__About this task__: Take each line of the material that includes "wall" and copy it.

__Given data__:
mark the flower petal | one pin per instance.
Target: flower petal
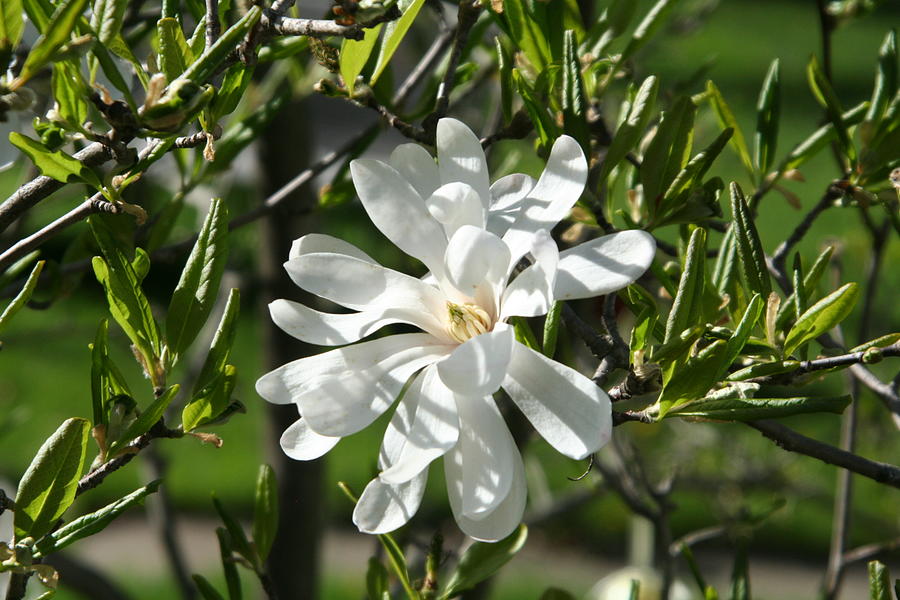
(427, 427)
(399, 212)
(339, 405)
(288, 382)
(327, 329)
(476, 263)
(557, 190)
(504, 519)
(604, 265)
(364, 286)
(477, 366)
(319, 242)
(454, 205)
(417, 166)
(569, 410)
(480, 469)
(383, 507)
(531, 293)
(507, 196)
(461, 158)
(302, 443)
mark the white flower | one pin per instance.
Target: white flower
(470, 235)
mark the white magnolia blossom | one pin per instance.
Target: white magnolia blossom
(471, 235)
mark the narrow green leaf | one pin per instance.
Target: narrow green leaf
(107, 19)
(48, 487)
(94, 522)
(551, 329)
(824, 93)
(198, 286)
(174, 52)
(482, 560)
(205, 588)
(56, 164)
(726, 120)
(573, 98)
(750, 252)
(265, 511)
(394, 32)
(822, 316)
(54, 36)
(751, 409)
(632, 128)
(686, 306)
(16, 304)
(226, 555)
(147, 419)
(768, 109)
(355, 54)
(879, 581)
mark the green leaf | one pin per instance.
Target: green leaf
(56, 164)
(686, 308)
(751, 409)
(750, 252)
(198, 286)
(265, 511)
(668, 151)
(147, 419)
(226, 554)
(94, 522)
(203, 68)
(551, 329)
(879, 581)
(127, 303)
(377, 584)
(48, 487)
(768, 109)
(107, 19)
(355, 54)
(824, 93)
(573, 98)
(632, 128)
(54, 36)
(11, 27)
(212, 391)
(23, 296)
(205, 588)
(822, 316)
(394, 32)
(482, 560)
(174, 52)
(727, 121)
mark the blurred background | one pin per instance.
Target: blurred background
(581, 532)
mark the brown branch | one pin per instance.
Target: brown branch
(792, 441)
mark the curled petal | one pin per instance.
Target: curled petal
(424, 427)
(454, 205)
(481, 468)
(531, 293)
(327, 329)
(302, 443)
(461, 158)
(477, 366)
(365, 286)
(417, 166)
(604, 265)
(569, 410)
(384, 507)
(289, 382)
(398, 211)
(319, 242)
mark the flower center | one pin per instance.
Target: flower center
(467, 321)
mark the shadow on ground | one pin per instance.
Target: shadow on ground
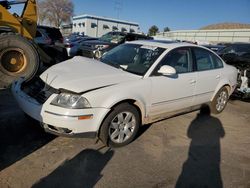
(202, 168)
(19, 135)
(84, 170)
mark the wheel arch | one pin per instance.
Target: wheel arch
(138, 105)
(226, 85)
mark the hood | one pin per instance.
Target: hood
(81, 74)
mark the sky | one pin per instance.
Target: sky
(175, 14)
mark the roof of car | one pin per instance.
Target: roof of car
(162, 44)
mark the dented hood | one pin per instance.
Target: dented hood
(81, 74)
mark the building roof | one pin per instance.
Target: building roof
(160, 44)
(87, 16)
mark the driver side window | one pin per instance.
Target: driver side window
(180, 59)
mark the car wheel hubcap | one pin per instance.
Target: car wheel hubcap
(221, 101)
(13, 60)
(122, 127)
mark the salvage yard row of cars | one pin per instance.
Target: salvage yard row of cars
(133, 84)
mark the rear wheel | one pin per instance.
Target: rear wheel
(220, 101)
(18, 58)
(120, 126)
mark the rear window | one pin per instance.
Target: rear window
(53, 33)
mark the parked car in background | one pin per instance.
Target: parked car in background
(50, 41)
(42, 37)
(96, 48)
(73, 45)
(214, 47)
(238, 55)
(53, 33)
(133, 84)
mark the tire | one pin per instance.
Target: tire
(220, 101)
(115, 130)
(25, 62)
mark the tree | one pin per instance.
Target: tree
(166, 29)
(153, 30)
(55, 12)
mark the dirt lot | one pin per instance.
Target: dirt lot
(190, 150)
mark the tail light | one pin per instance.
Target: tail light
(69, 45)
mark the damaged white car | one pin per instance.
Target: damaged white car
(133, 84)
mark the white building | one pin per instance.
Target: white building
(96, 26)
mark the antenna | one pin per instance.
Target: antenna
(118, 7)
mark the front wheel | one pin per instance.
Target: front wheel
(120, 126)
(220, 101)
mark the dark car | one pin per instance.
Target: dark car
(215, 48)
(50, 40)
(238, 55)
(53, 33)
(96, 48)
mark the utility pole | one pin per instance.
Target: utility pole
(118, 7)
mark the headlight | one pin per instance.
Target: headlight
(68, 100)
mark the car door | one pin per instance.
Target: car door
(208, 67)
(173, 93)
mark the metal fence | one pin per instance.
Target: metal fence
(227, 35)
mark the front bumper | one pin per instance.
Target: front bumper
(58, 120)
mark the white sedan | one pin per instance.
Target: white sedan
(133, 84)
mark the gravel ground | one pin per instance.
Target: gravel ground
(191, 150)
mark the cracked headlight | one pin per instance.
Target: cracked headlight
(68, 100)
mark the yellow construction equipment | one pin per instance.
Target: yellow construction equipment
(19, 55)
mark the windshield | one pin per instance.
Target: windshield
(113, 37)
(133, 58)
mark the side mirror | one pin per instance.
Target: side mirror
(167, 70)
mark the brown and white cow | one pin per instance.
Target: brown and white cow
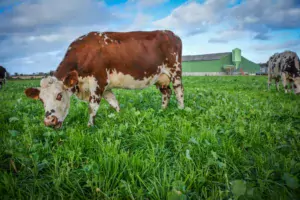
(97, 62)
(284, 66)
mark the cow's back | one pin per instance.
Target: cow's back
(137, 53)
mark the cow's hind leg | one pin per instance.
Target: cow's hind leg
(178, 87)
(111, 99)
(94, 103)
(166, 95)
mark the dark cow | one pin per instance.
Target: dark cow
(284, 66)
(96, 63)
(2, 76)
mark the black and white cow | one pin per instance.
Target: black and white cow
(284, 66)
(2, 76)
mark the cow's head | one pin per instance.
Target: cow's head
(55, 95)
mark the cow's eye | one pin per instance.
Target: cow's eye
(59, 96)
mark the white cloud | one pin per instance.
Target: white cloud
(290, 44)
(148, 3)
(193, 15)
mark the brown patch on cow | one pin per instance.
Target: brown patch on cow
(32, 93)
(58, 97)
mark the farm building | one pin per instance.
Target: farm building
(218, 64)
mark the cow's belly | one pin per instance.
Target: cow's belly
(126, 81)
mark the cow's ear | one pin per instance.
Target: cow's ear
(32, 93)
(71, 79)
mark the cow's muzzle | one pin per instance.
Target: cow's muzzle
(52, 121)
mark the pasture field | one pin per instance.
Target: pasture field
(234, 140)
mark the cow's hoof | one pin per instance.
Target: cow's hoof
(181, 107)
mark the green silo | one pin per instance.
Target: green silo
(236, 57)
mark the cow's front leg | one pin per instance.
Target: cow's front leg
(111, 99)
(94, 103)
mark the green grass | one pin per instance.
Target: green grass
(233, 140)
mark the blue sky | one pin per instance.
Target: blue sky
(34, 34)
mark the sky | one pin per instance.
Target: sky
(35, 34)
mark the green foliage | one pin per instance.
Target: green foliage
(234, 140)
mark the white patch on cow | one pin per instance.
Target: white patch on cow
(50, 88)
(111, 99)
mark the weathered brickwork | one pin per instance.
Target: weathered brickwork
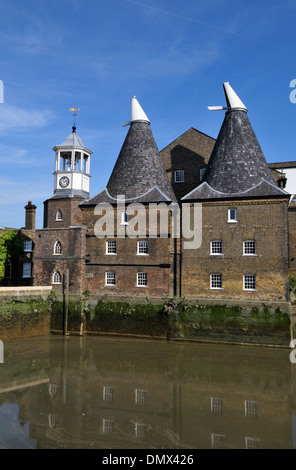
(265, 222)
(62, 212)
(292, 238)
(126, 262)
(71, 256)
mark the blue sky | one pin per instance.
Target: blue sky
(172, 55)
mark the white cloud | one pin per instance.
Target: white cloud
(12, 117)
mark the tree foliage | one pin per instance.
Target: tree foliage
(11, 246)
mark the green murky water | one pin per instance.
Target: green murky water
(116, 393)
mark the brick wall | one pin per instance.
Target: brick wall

__Exercise solution__:
mark the brick wall | one pin per instance.
Target: brick wall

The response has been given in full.